TO DO -
• a. In the polynomial zeros solution, rewrite the passage from "The rational solutions" to "the first solution.", changing "substituting" to "plugging".
• b. Answer these questions using the polynomial zeros solution:
(i) On what date was the answer posted?
(ii) What integer factors of the constant -26 are listed?
(iii) Which value of x is identified as the first solution?

SELECTED TEXT -
How do you find all zeros of #F(x)= x^3 -8x^2 +25x -26#?

1 Answer
Sep 19, 2015

Answer:

There are three solutions:
#x_0 = 2#
#x_1 = 3+2i#
#x_2 = 3-2i#

Explanation:

The rational root theorem tells us that rational roots to a polynomial equation with integer coefficients can be written in the form #p/q#, where #p# is a factor of the constant term and #q# is a factor of the leading coefficient.

The polynomial equation is #1*x^3 - 8x^2 + 25x - 26 = 0#.
The integer factors of the constant #-26# are #+-26, +-13,+-2,+-1#.
The integer factors of the leading coefficient #1# are #+-1#.

The rational solutions must therefore be among the following: #+-26/1, +-13/1, +-2/1, +-1/1#

Try each answer by substituting them into #x# in the equation until you find the solution. You will find that #x = 2# solves the equation. This is the first solution.

LISTED ENTRIES -
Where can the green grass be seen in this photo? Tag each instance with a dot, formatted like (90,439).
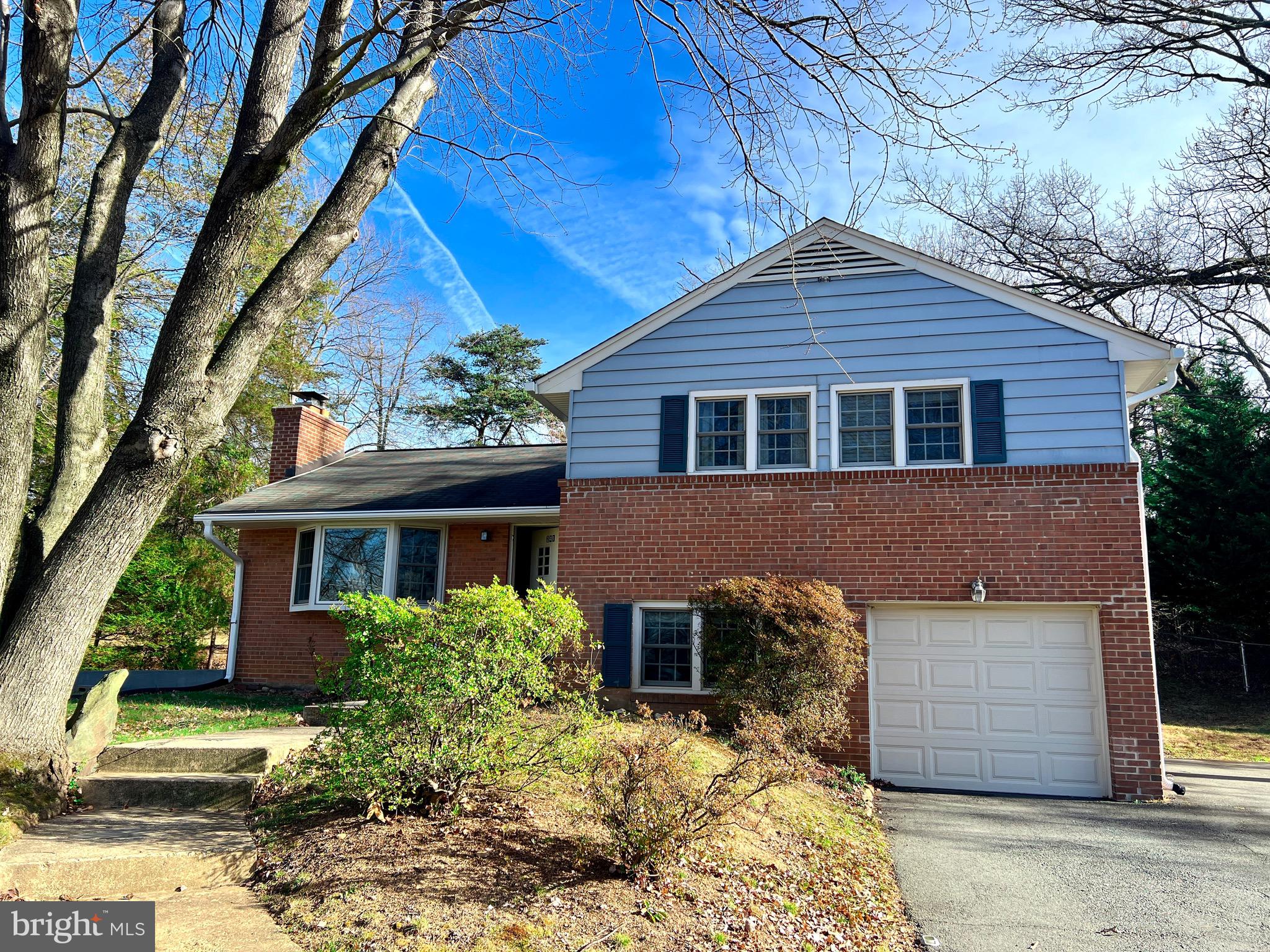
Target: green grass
(1213,724)
(174,714)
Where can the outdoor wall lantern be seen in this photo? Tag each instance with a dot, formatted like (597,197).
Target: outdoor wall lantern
(978,591)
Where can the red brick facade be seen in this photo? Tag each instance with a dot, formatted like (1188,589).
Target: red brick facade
(1037,534)
(301,434)
(469,562)
(277,645)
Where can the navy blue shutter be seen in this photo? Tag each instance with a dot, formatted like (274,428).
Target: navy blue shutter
(615,666)
(988,413)
(675,436)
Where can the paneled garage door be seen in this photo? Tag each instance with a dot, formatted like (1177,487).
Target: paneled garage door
(988,700)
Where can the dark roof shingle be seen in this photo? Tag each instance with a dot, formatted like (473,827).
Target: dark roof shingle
(413,480)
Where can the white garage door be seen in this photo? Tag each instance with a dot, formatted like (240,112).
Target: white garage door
(988,700)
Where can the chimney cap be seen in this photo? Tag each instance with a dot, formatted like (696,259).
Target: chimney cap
(309,398)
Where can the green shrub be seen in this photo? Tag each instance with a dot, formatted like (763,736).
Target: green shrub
(465,694)
(783,646)
(174,594)
(649,795)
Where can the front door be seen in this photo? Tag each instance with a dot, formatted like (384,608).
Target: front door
(543,557)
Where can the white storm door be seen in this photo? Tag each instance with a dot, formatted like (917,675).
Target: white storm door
(543,555)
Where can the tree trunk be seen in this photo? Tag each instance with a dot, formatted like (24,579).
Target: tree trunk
(29,177)
(189,392)
(42,646)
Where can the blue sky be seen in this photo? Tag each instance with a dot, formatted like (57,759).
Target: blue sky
(603,257)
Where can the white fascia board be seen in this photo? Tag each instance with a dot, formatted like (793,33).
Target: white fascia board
(379,514)
(1123,343)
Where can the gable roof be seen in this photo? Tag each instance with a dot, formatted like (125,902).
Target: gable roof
(394,483)
(827,249)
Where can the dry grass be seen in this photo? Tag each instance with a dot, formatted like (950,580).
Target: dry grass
(806,868)
(1213,724)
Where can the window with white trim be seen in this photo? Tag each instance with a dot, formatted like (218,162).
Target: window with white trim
(933,426)
(722,434)
(783,432)
(865,425)
(352,560)
(418,564)
(915,423)
(771,428)
(667,646)
(402,562)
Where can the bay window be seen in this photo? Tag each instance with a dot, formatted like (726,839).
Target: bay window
(401,562)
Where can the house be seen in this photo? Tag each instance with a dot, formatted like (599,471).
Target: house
(951,452)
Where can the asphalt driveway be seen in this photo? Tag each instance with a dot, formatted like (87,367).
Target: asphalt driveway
(1016,874)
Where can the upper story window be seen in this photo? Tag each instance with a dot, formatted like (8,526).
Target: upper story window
(917,423)
(722,434)
(401,562)
(783,432)
(934,426)
(758,430)
(865,427)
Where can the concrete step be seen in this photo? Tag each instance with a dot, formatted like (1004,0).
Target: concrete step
(177,791)
(235,752)
(113,853)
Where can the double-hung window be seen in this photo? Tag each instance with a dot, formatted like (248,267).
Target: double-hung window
(757,430)
(722,434)
(865,428)
(418,564)
(918,423)
(784,436)
(934,426)
(352,560)
(667,648)
(402,562)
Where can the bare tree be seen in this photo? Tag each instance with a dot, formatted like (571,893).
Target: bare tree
(1191,259)
(381,369)
(360,74)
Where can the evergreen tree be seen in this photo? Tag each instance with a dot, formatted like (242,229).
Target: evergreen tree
(1207,477)
(483,392)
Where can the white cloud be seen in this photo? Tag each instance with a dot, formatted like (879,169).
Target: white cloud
(437,263)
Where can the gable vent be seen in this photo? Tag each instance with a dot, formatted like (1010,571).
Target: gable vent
(822,260)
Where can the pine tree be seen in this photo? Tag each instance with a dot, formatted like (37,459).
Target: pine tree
(1208,499)
(483,392)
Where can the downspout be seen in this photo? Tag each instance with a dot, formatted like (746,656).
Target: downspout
(1170,382)
(236,606)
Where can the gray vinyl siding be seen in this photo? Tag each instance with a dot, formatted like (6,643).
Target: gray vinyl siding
(1065,399)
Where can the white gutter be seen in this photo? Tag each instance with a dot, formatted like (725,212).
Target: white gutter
(1170,382)
(362,516)
(236,607)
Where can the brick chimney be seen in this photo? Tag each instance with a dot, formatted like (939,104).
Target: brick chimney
(304,433)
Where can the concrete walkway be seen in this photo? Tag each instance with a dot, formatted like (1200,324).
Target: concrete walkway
(169,826)
(1016,874)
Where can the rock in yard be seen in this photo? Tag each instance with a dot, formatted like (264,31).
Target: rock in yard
(93,724)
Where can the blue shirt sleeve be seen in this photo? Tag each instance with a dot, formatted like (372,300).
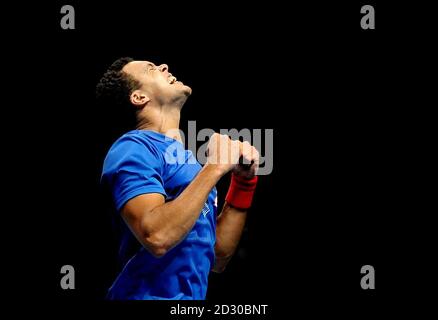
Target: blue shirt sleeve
(132,167)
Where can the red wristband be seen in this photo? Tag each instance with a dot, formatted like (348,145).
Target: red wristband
(241,192)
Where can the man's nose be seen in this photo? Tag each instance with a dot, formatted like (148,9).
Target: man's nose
(163,68)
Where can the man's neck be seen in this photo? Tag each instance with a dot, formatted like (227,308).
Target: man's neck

ANSWERS PROVIDED -
• a.
The rational solutions must therefore be among the following: #+-26/1, +-13/1, +-2/1, +-1/1#

Try each answer by plugging them into #x# in the equation until you find the solution. You will find that #x = 2# solves the equation. This is the first solution.

• b.
(i) Sep 19, 2015
(ii) ±26, ±13, ±2, ±1
(iii) x = 2